Phrase grounding data:
_ _ _

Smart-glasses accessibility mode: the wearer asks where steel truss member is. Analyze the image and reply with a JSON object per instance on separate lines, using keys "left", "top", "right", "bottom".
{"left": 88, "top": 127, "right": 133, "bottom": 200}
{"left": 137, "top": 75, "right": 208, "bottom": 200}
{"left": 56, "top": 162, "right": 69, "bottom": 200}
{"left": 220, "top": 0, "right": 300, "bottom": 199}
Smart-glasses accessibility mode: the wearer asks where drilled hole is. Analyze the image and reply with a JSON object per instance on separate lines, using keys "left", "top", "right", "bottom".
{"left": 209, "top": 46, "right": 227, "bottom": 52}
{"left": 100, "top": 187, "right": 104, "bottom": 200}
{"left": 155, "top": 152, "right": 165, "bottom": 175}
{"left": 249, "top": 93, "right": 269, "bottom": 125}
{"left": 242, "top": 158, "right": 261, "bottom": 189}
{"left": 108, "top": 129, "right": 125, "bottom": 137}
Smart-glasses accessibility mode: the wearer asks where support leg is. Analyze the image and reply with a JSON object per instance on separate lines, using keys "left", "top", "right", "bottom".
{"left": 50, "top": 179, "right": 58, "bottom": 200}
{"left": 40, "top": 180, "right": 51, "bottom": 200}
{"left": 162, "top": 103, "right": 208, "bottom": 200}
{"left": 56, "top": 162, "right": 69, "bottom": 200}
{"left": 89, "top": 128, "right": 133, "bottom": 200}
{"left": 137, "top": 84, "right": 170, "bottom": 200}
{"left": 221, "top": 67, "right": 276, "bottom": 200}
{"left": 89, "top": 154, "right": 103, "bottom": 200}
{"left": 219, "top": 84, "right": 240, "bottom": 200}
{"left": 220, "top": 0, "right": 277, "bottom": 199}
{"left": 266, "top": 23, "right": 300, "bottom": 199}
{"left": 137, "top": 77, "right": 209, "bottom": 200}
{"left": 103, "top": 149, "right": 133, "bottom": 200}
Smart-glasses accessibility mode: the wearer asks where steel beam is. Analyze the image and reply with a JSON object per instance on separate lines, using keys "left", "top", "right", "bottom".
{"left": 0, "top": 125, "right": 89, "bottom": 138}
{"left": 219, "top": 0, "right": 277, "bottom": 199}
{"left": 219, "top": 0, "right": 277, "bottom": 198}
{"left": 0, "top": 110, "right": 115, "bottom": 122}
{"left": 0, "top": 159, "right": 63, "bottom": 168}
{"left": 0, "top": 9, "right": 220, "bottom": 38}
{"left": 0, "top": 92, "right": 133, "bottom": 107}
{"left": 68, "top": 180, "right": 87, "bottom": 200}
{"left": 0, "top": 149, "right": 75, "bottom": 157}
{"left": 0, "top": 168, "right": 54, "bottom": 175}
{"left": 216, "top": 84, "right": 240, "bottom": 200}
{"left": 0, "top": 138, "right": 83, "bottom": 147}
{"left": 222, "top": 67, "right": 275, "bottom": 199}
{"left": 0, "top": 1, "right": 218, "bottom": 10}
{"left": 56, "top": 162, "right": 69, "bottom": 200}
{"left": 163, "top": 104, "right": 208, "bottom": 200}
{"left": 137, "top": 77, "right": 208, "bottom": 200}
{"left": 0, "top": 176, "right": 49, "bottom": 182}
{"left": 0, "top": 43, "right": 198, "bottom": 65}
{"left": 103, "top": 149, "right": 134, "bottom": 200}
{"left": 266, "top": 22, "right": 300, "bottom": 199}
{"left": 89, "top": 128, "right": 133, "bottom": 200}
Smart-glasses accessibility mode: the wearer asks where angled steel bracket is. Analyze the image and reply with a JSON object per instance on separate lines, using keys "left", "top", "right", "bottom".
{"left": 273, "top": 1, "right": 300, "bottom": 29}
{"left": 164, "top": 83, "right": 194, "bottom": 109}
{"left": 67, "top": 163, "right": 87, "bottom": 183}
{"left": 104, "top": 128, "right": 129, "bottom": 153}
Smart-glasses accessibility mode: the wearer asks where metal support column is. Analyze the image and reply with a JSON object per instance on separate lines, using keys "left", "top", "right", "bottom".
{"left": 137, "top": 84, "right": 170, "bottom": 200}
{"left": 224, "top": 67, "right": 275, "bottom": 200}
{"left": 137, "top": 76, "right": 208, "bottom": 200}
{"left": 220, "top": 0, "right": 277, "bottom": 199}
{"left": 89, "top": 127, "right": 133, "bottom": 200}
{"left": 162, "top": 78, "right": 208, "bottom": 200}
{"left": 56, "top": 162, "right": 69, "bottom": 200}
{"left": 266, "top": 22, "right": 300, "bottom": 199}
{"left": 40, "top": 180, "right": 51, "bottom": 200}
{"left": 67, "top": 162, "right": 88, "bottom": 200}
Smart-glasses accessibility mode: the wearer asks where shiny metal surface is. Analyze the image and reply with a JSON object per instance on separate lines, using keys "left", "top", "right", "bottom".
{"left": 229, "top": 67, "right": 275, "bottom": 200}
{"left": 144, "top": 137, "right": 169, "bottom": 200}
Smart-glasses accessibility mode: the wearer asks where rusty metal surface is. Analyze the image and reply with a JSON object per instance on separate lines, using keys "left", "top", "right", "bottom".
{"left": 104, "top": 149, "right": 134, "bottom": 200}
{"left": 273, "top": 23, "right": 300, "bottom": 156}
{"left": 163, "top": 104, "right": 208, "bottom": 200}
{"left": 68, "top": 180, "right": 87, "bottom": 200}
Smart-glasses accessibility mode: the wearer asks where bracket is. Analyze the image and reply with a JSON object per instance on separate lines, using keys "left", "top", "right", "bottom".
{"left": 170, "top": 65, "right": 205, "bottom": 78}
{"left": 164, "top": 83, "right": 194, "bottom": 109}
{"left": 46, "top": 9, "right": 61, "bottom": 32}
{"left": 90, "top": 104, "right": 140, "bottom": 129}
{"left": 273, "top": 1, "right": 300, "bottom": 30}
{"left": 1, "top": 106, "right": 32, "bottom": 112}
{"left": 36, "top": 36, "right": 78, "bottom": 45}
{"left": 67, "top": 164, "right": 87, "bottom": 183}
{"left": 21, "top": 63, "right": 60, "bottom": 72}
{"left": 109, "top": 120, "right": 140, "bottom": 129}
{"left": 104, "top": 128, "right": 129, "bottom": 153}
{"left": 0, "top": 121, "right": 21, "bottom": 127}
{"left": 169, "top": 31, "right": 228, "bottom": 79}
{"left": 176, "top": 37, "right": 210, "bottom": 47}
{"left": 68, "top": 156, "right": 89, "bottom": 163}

_ _ _

REQUIRED WORK: Would you copy out all the entries above without changing a single character?

RESPONSE FOR THIS EXERCISE:
Smart-glasses accessibility mode: the wearer asks where steel truss member is. Analyze the image and reply with a JSON object per instance on separate lines, using keys "left", "top", "right", "bottom".
{"left": 88, "top": 127, "right": 133, "bottom": 200}
{"left": 137, "top": 75, "right": 208, "bottom": 200}
{"left": 56, "top": 162, "right": 69, "bottom": 200}
{"left": 220, "top": 0, "right": 300, "bottom": 199}
Smart-glasses accessibility mode: the wearer asks where drilled hole is. Analyze the image and reply with a JSON object per instance on separate lines, using keys "left", "top", "right", "bottom".
{"left": 209, "top": 46, "right": 227, "bottom": 52}
{"left": 100, "top": 187, "right": 104, "bottom": 200}
{"left": 155, "top": 152, "right": 165, "bottom": 175}
{"left": 249, "top": 93, "right": 269, "bottom": 125}
{"left": 242, "top": 158, "right": 261, "bottom": 189}
{"left": 108, "top": 129, "right": 125, "bottom": 137}
Smart-glasses accessibility mode: the wearer asks where support leg is. Analyze the image and reply with a JSON object per instance on separate lines, using keys "left", "top", "right", "bottom".
{"left": 50, "top": 179, "right": 58, "bottom": 200}
{"left": 40, "top": 180, "right": 51, "bottom": 200}
{"left": 162, "top": 103, "right": 208, "bottom": 200}
{"left": 56, "top": 162, "right": 69, "bottom": 200}
{"left": 89, "top": 128, "right": 133, "bottom": 200}
{"left": 137, "top": 84, "right": 170, "bottom": 200}
{"left": 221, "top": 67, "right": 276, "bottom": 200}
{"left": 89, "top": 154, "right": 103, "bottom": 200}
{"left": 219, "top": 84, "right": 240, "bottom": 200}
{"left": 220, "top": 0, "right": 277, "bottom": 199}
{"left": 266, "top": 23, "right": 300, "bottom": 199}
{"left": 137, "top": 77, "right": 209, "bottom": 200}
{"left": 103, "top": 149, "right": 133, "bottom": 200}
Smart-glasses accessibility mode: the wearer asks where steel beam is. Analyze the image and reply with a JSON object per instance on separate lines, using keys "left", "top", "right", "bottom".
{"left": 0, "top": 125, "right": 89, "bottom": 138}
{"left": 219, "top": 0, "right": 277, "bottom": 199}
{"left": 219, "top": 0, "right": 277, "bottom": 198}
{"left": 0, "top": 110, "right": 115, "bottom": 122}
{"left": 0, "top": 159, "right": 63, "bottom": 168}
{"left": 0, "top": 9, "right": 220, "bottom": 38}
{"left": 0, "top": 92, "right": 133, "bottom": 107}
{"left": 68, "top": 180, "right": 87, "bottom": 200}
{"left": 0, "top": 149, "right": 75, "bottom": 157}
{"left": 0, "top": 168, "right": 54, "bottom": 175}
{"left": 216, "top": 84, "right": 240, "bottom": 200}
{"left": 0, "top": 138, "right": 83, "bottom": 147}
{"left": 222, "top": 67, "right": 275, "bottom": 199}
{"left": 0, "top": 1, "right": 218, "bottom": 10}
{"left": 56, "top": 162, "right": 69, "bottom": 200}
{"left": 163, "top": 104, "right": 208, "bottom": 200}
{"left": 137, "top": 77, "right": 208, "bottom": 200}
{"left": 0, "top": 176, "right": 49, "bottom": 182}
{"left": 0, "top": 43, "right": 198, "bottom": 65}
{"left": 103, "top": 149, "right": 134, "bottom": 200}
{"left": 266, "top": 22, "right": 300, "bottom": 199}
{"left": 89, "top": 128, "right": 133, "bottom": 200}
Smart-glasses accessibility mode: the wearer asks where angled steel bracket is. Analyze the image and reply with a JSON object per instance on separate lines, using keys "left", "top", "right", "bottom".
{"left": 273, "top": 1, "right": 300, "bottom": 29}
{"left": 164, "top": 83, "right": 194, "bottom": 109}
{"left": 67, "top": 163, "right": 87, "bottom": 183}
{"left": 104, "top": 128, "right": 129, "bottom": 153}
Smart-glasses accessibility mode: the wearer asks where metal support column is. Analyze the image and reply with a JSON object per instance on separate lines, using keys "left", "top", "right", "bottom".
{"left": 137, "top": 84, "right": 170, "bottom": 200}
{"left": 224, "top": 67, "right": 275, "bottom": 200}
{"left": 137, "top": 76, "right": 208, "bottom": 200}
{"left": 220, "top": 0, "right": 277, "bottom": 199}
{"left": 89, "top": 127, "right": 133, "bottom": 200}
{"left": 162, "top": 78, "right": 208, "bottom": 200}
{"left": 56, "top": 162, "right": 69, "bottom": 200}
{"left": 266, "top": 22, "right": 300, "bottom": 199}
{"left": 40, "top": 180, "right": 51, "bottom": 200}
{"left": 67, "top": 162, "right": 88, "bottom": 200}
Smart-glasses accessibility mode: the wearer asks where shiny metal surface is. Analyze the image and reply with a JSON object per instance on separate lines, using keys "left", "top", "right", "bottom".
{"left": 229, "top": 67, "right": 275, "bottom": 200}
{"left": 144, "top": 137, "right": 169, "bottom": 200}
Smart-glasses accessibility mode: the wearer asks where rusty metal surface is. Analyze the image and reply with a JSON object per instance on separate lines, using keys "left", "top", "right", "bottom".
{"left": 104, "top": 149, "right": 134, "bottom": 200}
{"left": 273, "top": 23, "right": 300, "bottom": 156}
{"left": 163, "top": 104, "right": 208, "bottom": 200}
{"left": 68, "top": 180, "right": 87, "bottom": 200}
Smart-glasses accessibility mode: the wearer asks where bracket is. Analyze the image and reply with a JSON object per instance on separate lines, using keys "left", "top", "right", "bottom".
{"left": 170, "top": 65, "right": 205, "bottom": 78}
{"left": 164, "top": 83, "right": 194, "bottom": 109}
{"left": 46, "top": 9, "right": 61, "bottom": 32}
{"left": 90, "top": 104, "right": 140, "bottom": 129}
{"left": 273, "top": 1, "right": 300, "bottom": 30}
{"left": 1, "top": 106, "right": 32, "bottom": 112}
{"left": 36, "top": 36, "right": 78, "bottom": 45}
{"left": 67, "top": 164, "right": 87, "bottom": 183}
{"left": 21, "top": 63, "right": 60, "bottom": 72}
{"left": 109, "top": 120, "right": 140, "bottom": 129}
{"left": 104, "top": 128, "right": 129, "bottom": 153}
{"left": 0, "top": 121, "right": 21, "bottom": 127}
{"left": 169, "top": 31, "right": 228, "bottom": 79}
{"left": 176, "top": 37, "right": 210, "bottom": 47}
{"left": 68, "top": 156, "right": 89, "bottom": 163}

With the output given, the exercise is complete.